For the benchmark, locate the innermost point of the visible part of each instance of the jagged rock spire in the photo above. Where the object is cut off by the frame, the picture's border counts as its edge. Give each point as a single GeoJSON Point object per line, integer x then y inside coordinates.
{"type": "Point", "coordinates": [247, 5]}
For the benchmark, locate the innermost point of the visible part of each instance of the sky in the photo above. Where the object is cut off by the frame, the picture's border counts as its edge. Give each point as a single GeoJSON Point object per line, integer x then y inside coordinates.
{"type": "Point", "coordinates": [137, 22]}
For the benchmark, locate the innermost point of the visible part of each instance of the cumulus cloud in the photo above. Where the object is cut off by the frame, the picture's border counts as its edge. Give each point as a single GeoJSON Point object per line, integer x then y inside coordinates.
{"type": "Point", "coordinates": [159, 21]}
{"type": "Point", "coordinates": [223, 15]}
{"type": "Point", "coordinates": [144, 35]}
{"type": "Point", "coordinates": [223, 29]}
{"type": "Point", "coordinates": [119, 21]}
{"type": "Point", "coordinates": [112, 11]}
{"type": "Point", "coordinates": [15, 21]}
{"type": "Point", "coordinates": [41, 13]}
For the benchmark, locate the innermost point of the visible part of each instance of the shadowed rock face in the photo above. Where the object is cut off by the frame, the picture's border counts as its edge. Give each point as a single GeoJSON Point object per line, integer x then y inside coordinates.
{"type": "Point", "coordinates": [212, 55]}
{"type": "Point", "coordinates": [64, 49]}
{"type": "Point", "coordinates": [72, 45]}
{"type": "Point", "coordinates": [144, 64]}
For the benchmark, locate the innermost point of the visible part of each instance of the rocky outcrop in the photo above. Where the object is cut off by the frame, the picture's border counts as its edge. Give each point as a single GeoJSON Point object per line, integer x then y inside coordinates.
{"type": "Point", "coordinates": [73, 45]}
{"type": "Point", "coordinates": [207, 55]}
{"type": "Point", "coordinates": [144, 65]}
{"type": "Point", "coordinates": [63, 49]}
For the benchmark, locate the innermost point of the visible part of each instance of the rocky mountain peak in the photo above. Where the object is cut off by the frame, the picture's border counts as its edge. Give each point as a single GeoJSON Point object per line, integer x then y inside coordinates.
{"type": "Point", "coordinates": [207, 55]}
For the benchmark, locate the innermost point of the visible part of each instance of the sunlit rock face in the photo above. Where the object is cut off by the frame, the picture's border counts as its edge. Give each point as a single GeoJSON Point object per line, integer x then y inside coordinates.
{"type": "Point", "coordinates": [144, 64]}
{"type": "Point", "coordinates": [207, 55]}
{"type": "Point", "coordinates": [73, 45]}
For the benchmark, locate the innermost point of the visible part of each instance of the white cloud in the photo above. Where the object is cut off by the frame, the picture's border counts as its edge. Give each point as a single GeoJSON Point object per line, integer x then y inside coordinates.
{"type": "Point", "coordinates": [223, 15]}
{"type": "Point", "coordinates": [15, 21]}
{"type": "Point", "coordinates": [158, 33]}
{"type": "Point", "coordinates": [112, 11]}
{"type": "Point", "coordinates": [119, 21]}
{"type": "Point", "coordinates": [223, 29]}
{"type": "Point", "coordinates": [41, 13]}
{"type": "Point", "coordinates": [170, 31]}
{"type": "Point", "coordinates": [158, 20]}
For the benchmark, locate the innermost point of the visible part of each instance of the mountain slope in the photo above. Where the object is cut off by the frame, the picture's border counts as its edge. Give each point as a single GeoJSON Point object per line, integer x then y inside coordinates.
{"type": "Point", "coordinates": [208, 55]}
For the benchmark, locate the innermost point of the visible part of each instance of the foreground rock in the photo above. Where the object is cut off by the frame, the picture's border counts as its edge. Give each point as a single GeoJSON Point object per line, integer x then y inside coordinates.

§ §

◆ TASK
Recopy the entries above in their entirety, exactly.

◆ THE OUTPUT
For the benchmark, locate the innermost point of the visible part of each instance of the jagged rock spire in the photo above. Where the object is cut off by the frame, the picture's border counts as its edge. Give each point as a single GeoJSON Point object per line, integer x then y inside coordinates.
{"type": "Point", "coordinates": [247, 5]}
For the benchmark, locate the innermost point of the visible part of each instance of the sky in the photo above. Where the object is cut off by the frame, the picture's border counts as its edge. Give each point as a single GeoJSON Point object per line, integer x then y inside coordinates.
{"type": "Point", "coordinates": [137, 22]}
For the benchmark, locate the innermost point of the visible part of each instance of the cumulus cloud in the photo above. Where the object is cut off by the frame, the picture's border counts as its edge. Give each point as a single GeoJSON Point object per line, integer x then y inside coordinates.
{"type": "Point", "coordinates": [159, 21]}
{"type": "Point", "coordinates": [223, 15]}
{"type": "Point", "coordinates": [144, 35]}
{"type": "Point", "coordinates": [223, 29]}
{"type": "Point", "coordinates": [119, 21]}
{"type": "Point", "coordinates": [112, 11]}
{"type": "Point", "coordinates": [15, 21]}
{"type": "Point", "coordinates": [41, 13]}
For the benchmark, locate the innermost point of the visible part of each instance of the shadowed rock face in the photo above. Where the object is cut off by the frame, the picture's border counts as its edge. Give each point as a single GeoJSON Point object per line, integer x then y inside coordinates.
{"type": "Point", "coordinates": [212, 55]}
{"type": "Point", "coordinates": [64, 49]}
{"type": "Point", "coordinates": [72, 45]}
{"type": "Point", "coordinates": [144, 64]}
For the benchmark, locate the innermost point of the visible part of each instance of the rocky outcrop in the photo above. Where the object is cut off by the frame, the picture's border counts as its edge. Give each point as a single GeoJSON Point object per line, integer x then y inside coordinates.
{"type": "Point", "coordinates": [73, 45]}
{"type": "Point", "coordinates": [207, 55]}
{"type": "Point", "coordinates": [144, 65]}
{"type": "Point", "coordinates": [63, 49]}
For the benchmark, locate the innermost point of the visible part of each instance of the rocky mountain peak in the photo above. Where the object is cut off by the frame, the picture's border counts as its edge. Give each point as a single GeoJSON Point object per line, integer x then y inside coordinates.
{"type": "Point", "coordinates": [207, 55]}
For the benchmark, locate the innermost point of the visible part of each instance of the sunlit rock face in the photo above. Where the object is cut off by the frame, the picture's border counts as its edge. Give each point as a single GeoJSON Point object per line, integer x then y inside coordinates.
{"type": "Point", "coordinates": [144, 64]}
{"type": "Point", "coordinates": [207, 55]}
{"type": "Point", "coordinates": [73, 45]}
For the benchmark, locate the innermost point of the visible part of each instance of the white cloud in the photo above. Where the object is cut off by the frame, the picture's border counts as its edge. Give each point as a single GeoJSON Point object per line, integer x then y inside coordinates.
{"type": "Point", "coordinates": [223, 15]}
{"type": "Point", "coordinates": [15, 21]}
{"type": "Point", "coordinates": [158, 33]}
{"type": "Point", "coordinates": [112, 11]}
{"type": "Point", "coordinates": [119, 21]}
{"type": "Point", "coordinates": [223, 29]}
{"type": "Point", "coordinates": [41, 13]}
{"type": "Point", "coordinates": [170, 31]}
{"type": "Point", "coordinates": [158, 20]}
For the benchmark, locate the innermost point of the visible part of each instance of the mountain slope in the photo above. Where the object is cut off by the frame, the picture's border counts as its edge. Give each point as a single GeoJSON Point object per line, integer x then y inside coordinates.
{"type": "Point", "coordinates": [208, 55]}
For the benchmark, locate the innermost point of the visible part of each instance of the foreground rock in the photo above. Where the object is cut off by the frame, the picture's border counts as its edge. Give each point as a single GeoJSON Point object per line, integer x then y inside coordinates.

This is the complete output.